Page:

——

Thursday, October 20, 2011

You are a child of 9/11. You are not a child of 9/11

(this was started on 9/11/01 but not finished until over a month later.)

Checking the parent blog, I find that my recounting of Where I Was seems to have been lost in the big comments crash of ought-whatever. I've only touched on 9/11 a few times over there.

So here's my 9/11 story.  Here are my thoughts about what it meant, what it means, and how it ties into to your story.
In May, 2001, I graduated from college. I spent the next 5 months being a camp counselor and working out at the Y.  I had a fellowship in the State Assembly lined up, but that didn't start until October.  In early September, 2001, I took a road trip up to Sacramento to meet a prospective roommate and find some housing.

I rented a car since my 1984 Mercury Marquis wasn't up for the trip.  It was a white Ford Focus.  I didn't realize the difference between newer and older cars until I looked at the speedometer on the 110N in downtown LA and realized I was going 100mph because the car hadn't alerted me to my speed by shaking when I hit 82mph.

My first stop was at your Auntie Jacqui's house. Back then, they were living in a very rural part of Watsonville - up in the hills, off the grid, secluded and hard to reach in a storm.  It was a cute, small house, with a view of the hills and valleys below where the tap water was too nitrate-rich to consume and your Uncle Chris had to haul their garbage away.  I remember thinking, at night, staring out the windows into the pitch-blackness, that an ax-murderer or other danger was surely lurking just beyond the warm glow of the house lights.

After a day or two in Santa Cruz and Watsonville, I set off for what ended up being a much longer than anticipated drive to Sacramento to meet a potential roommate and check out a potential house.  The meeting was short and productive and we agreed that I'd move in at the start of my program in about a month. It was a darling 2 bedroom cottage in a small neighborhood I later came to know as the Thrifty Thirties in East Sac.  A large red dog, two mostly ill-tempered cats, and a nice roomie lived there. It was a lucky find.

I spent that night with my friend Alecia - you know, Lola's mommy (long before there was a Lola, of course). She lived in a cute apartment in Midtown carved from a larger old home. The sink had two taps - one hot and one cold. I found that odd (foreshadowing to life with English daddy and the English predilection for outfitting even new houses with two taps). There was a shooter or a murderer or something loose in Sacramento (probably not in Midtown) that I found slightly alarming. I went to bed. It was September 9.

——

Stored items

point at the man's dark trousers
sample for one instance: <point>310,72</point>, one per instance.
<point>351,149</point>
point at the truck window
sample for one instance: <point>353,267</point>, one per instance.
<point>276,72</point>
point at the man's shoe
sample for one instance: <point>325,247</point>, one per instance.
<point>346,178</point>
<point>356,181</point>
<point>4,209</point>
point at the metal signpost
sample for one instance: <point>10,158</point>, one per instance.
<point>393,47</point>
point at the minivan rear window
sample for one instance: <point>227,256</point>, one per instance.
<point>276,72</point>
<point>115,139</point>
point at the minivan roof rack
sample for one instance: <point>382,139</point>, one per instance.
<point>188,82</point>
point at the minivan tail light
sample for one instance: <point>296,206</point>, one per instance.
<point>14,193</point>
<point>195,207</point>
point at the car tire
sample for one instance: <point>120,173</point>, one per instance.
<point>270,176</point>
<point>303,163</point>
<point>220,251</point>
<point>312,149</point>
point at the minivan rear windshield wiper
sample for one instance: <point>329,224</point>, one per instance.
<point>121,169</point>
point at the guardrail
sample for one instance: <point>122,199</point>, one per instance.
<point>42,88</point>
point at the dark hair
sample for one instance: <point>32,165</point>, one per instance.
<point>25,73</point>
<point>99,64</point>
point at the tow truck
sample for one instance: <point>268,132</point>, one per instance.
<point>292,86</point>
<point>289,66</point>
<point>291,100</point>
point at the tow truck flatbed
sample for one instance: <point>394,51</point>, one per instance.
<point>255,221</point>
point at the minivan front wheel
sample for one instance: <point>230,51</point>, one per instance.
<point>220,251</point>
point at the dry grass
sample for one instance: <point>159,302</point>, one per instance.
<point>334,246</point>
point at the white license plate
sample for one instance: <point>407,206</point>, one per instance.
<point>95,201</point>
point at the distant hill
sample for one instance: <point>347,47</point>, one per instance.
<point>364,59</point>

——

Work to do:
Continue the blog post about the 9/11 story, picking up after its final sentence.

Exercise result:
The next day, having acquired housing more quickly than I thought, I set off for Watsonville to spend some extra time enjoying the coast and summer weather.  I don't remember what we did that evening. I remember going to bed on the old futon in the front room. It was September 10.

The next morning, your Auntie Jacqui gently nudged by shoulder and said "you might want to get up, there's, like, major world events unfolding," and I followed her to the couch and television.

The timeline gets a bit fuzzy here. I know your Auntie told me she had only gone to the TV because what she'd heard on her regular BBC radio news feed that awakened her each morning confused her. Something about an attack on the World Trade Center and she'd initially assumed it must have been an anniversary of the WTC bombing from years before.  But the tenses weren't right.

I can't recall if I was at the TV to watch the second plane strike or if the footage I saw was already a replay at that point.

The house was so far off the path that cable was required for a good television signal.  Due to a long-standing argument between affiliates and the cable provider, NBC wasn't available. Auntie really needed her NBC people to talk her through this. So did mommy. Uncle Chris was sent outside to rig up an antenna to give us more feeds.

 At some point, we called your grandparents, though I don't remember talking to them that morning. I tried to call my ex-boyfriend and then-best friend but he wouldn't answer his phone.  I talked to my friend Rich, at school in North Carolina.  I remember his fear.  We were both scared for Washington, DC. We both love the Capitol in a way (we felt) few people do and worrying about its fate kept us on edge.  He swore he'd never watch CBS again. Their cameras lingered on the people above the impact zones. The ones gasping for air at shattered windows.  Looking for salvation.  Jumping when it was a better option than dying by flames and smoke.  I missed most of that footage. I'm not sure I'd have been able to absorb it anyway.

Newscasters were wondering whether the buildings would fall. They leaned precariously and I remember thinking, well, of course they were going to fall. Of course they would. Then they did. And for a few moments, it felt like it was over. It was still.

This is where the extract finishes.